• WRITTEN TASK:
Return each of the records below verbatim, changing nothing.

• INPUT:

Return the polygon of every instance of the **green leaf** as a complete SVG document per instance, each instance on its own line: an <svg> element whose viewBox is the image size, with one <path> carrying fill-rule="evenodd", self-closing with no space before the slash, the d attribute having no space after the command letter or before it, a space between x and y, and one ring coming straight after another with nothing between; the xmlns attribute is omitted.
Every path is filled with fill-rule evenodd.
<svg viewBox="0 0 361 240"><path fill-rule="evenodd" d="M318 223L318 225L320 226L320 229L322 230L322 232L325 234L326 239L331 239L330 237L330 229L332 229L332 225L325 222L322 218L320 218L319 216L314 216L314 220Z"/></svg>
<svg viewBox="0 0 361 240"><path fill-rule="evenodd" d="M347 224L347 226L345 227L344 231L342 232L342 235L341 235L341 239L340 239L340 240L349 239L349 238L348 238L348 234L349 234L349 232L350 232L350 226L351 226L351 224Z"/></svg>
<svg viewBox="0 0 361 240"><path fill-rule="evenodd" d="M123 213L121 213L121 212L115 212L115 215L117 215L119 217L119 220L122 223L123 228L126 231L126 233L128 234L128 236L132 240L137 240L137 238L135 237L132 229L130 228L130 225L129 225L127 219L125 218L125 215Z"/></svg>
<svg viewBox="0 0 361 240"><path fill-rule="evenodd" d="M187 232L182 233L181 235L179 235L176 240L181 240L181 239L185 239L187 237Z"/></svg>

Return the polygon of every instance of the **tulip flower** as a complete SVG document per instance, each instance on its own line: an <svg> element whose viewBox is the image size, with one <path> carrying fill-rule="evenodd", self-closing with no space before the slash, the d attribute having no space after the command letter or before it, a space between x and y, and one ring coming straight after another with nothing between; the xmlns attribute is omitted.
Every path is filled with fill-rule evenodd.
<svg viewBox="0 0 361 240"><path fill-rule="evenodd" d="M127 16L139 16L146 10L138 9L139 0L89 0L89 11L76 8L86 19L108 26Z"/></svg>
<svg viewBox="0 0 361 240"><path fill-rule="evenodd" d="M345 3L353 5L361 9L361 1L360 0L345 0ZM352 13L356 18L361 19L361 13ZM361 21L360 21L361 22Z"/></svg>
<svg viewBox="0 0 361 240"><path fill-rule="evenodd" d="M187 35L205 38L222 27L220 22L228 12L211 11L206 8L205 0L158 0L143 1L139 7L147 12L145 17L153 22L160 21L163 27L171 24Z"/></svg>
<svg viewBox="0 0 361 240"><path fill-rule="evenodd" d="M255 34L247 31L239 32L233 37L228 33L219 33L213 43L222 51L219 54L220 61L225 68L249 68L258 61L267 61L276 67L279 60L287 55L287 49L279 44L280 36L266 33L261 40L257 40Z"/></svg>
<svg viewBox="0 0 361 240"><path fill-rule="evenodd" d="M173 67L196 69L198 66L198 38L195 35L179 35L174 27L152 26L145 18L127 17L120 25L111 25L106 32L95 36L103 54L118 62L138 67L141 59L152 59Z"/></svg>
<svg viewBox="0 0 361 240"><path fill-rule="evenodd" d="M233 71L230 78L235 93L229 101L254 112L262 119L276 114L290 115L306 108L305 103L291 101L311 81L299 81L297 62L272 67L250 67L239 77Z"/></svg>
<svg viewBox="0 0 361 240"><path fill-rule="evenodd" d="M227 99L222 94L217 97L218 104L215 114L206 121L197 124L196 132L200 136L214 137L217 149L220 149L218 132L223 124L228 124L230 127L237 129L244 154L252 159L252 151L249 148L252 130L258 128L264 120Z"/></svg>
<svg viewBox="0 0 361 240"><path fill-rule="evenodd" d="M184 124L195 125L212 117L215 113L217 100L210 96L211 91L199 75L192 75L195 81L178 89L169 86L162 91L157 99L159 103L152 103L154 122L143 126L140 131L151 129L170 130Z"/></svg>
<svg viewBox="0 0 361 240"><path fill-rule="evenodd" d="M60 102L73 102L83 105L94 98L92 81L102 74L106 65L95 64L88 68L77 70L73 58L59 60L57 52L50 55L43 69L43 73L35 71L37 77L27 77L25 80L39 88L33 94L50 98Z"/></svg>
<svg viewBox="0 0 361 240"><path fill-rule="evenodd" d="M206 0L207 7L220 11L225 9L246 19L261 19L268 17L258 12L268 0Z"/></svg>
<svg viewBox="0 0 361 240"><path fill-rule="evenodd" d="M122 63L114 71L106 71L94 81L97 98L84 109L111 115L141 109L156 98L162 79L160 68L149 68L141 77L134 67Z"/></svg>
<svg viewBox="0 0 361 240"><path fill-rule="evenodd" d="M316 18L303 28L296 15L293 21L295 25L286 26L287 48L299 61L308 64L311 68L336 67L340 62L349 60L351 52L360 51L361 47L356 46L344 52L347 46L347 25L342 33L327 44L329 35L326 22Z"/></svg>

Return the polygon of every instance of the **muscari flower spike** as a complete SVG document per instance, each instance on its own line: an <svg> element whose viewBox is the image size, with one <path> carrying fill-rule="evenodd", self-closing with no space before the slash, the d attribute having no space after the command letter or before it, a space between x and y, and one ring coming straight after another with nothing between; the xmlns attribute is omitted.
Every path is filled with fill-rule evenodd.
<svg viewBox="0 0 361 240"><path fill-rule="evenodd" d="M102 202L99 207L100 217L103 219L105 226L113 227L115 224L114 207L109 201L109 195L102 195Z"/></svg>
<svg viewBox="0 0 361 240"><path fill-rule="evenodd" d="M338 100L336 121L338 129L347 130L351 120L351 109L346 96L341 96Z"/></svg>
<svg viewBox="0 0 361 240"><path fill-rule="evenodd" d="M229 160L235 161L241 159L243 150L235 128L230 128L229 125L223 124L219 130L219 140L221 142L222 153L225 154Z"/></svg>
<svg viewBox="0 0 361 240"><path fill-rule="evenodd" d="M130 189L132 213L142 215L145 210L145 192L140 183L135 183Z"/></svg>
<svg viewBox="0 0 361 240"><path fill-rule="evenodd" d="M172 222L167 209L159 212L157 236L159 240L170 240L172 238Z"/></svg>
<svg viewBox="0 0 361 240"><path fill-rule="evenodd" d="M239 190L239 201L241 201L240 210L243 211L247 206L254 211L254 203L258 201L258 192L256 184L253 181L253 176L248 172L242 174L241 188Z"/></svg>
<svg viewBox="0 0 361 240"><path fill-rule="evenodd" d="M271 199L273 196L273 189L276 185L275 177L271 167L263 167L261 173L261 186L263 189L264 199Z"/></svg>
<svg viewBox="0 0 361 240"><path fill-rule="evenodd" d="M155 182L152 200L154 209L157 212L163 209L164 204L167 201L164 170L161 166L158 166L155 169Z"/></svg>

• RESPONSE TO THIS EXERCISE:
Return the polygon of every instance of the **green leaf** as a complete SVG document per instance, each instance on its own line: an <svg> element whose viewBox is the image size, with one <path> carrying fill-rule="evenodd", self-closing with no space before the slash, the d attribute having no space after the command letter or before it, a space between x and y, and one ring coming straight after another with nothing between; the xmlns attribute is omitted.
Every path is filled with fill-rule evenodd.
<svg viewBox="0 0 361 240"><path fill-rule="evenodd" d="M318 223L318 225L320 226L320 229L322 230L322 232L325 234L326 239L331 239L330 237L330 229L332 229L332 225L325 222L322 218L320 218L319 216L314 216L314 220Z"/></svg>
<svg viewBox="0 0 361 240"><path fill-rule="evenodd" d="M347 224L347 226L345 227L344 231L342 232L342 235L341 235L341 239L340 239L340 240L349 239L349 238L348 238L348 234L349 234L349 232L350 232L350 226L351 226L351 224Z"/></svg>
<svg viewBox="0 0 361 240"><path fill-rule="evenodd" d="M123 213L121 213L121 212L115 212L115 215L117 215L119 217L119 220L122 223L123 228L126 231L126 233L128 234L128 236L132 240L137 240L137 238L135 237L132 229L130 228L130 225L129 225L127 219L125 218L125 215Z"/></svg>
<svg viewBox="0 0 361 240"><path fill-rule="evenodd" d="M187 232L182 233L181 235L179 235L176 240L181 240L181 239L185 239L187 237Z"/></svg>

Return the polygon of every instance of the **tulip flower** as a complete SVG document per instance, each instance on its own line: an <svg> element whose viewBox is the image size, with one <path> carrying fill-rule="evenodd", self-closing with no space before the slash, the d attribute having no space after the command letter or before it, a space between x and y, and one ring coming straight after another with nothing between; the xmlns attribute is omitted.
Every path is filled with fill-rule evenodd.
<svg viewBox="0 0 361 240"><path fill-rule="evenodd" d="M127 16L139 16L146 10L138 9L139 0L89 0L89 11L76 8L86 19L108 26Z"/></svg>
<svg viewBox="0 0 361 240"><path fill-rule="evenodd" d="M345 3L353 5L361 9L361 1L360 0L345 0ZM352 13L356 18L361 19L361 13ZM361 21L360 21L361 22Z"/></svg>
<svg viewBox="0 0 361 240"><path fill-rule="evenodd" d="M187 35L205 38L222 27L220 22L228 12L211 11L206 8L205 0L158 0L143 1L139 7L147 12L145 17L153 22L160 21L163 27L171 24Z"/></svg>
<svg viewBox="0 0 361 240"><path fill-rule="evenodd" d="M255 34L247 31L239 32L233 37L228 33L219 33L213 43L222 51L219 54L220 61L225 68L249 68L258 61L267 61L276 67L279 60L287 55L287 49L279 44L280 36L266 33L261 40L257 40Z"/></svg>
<svg viewBox="0 0 361 240"><path fill-rule="evenodd" d="M173 67L196 69L198 66L198 38L195 35L179 35L174 27L152 26L145 18L127 17L120 25L111 25L106 32L95 36L103 54L118 62L138 67L141 59L152 59Z"/></svg>
<svg viewBox="0 0 361 240"><path fill-rule="evenodd" d="M233 71L230 78L235 93L229 101L254 112L262 119L276 114L290 115L306 108L305 103L291 101L311 81L299 81L297 62L272 67L250 67L239 77Z"/></svg>
<svg viewBox="0 0 361 240"><path fill-rule="evenodd" d="M227 99L222 94L217 97L218 104L215 114L206 121L197 124L196 132L200 136L214 137L217 149L220 149L218 132L223 124L228 124L230 127L237 129L244 154L252 159L252 151L249 148L252 130L258 128L264 120Z"/></svg>
<svg viewBox="0 0 361 240"><path fill-rule="evenodd" d="M184 124L195 125L212 117L215 113L217 100L210 96L211 91L199 75L192 75L195 81L178 89L169 86L162 91L157 99L159 103L152 103L154 122L143 126L140 131L151 129L170 130Z"/></svg>
<svg viewBox="0 0 361 240"><path fill-rule="evenodd" d="M60 102L73 102L83 105L94 98L92 81L102 74L106 65L95 64L88 68L77 70L73 58L59 60L57 52L50 55L43 69L43 73L35 71L37 77L27 77L25 80L39 88L33 94L50 98Z"/></svg>
<svg viewBox="0 0 361 240"><path fill-rule="evenodd" d="M206 0L207 7L220 11L225 9L246 19L261 19L268 17L258 12L268 0Z"/></svg>
<svg viewBox="0 0 361 240"><path fill-rule="evenodd" d="M122 63L114 71L106 71L94 81L97 98L84 109L111 115L141 109L156 98L162 79L160 68L149 68L141 77L134 67Z"/></svg>
<svg viewBox="0 0 361 240"><path fill-rule="evenodd" d="M316 18L303 28L296 15L293 21L295 25L286 26L287 48L299 61L308 64L311 68L336 67L340 62L349 60L351 52L360 51L361 47L356 46L344 52L347 46L347 25L342 33L327 44L329 35L326 22Z"/></svg>

Return the polygon of every instance of the **muscari flower spike** as a complete SVG document per instance, each instance on its own line: an <svg> element whose viewBox is the image size, with one <path> carrying fill-rule="evenodd", self-closing with no space before the slash, the d attribute having no space after the command letter or before it, a space between x and y, and one ring coming straight after another with nothing between; the xmlns attribute is omitted.
Every path is filled with fill-rule evenodd.
<svg viewBox="0 0 361 240"><path fill-rule="evenodd" d="M102 202L99 207L100 217L103 219L105 226L113 227L115 224L114 207L109 201L109 195L102 195Z"/></svg>
<svg viewBox="0 0 361 240"><path fill-rule="evenodd" d="M338 100L336 121L338 129L347 130L351 120L351 109L346 96L341 96Z"/></svg>
<svg viewBox="0 0 361 240"><path fill-rule="evenodd" d="M229 160L235 161L241 159L243 150L235 128L230 128L229 125L223 124L219 130L219 140L221 142L222 153L225 154Z"/></svg>
<svg viewBox="0 0 361 240"><path fill-rule="evenodd" d="M130 189L132 213L142 215L145 210L145 192L140 183L135 183Z"/></svg>
<svg viewBox="0 0 361 240"><path fill-rule="evenodd" d="M172 222L167 209L159 212L157 236L159 240L170 240L172 238Z"/></svg>
<svg viewBox="0 0 361 240"><path fill-rule="evenodd" d="M239 190L239 201L241 201L240 210L243 211L247 206L254 211L254 203L258 201L258 192L256 184L253 181L253 176L248 172L242 174L241 188Z"/></svg>
<svg viewBox="0 0 361 240"><path fill-rule="evenodd" d="M271 199L273 196L273 189L276 185L275 177L271 167L263 167L261 173L261 186L263 189L264 199Z"/></svg>
<svg viewBox="0 0 361 240"><path fill-rule="evenodd" d="M155 182L152 200L154 209L157 212L163 209L164 204L167 201L164 170L161 166L158 166L155 169Z"/></svg>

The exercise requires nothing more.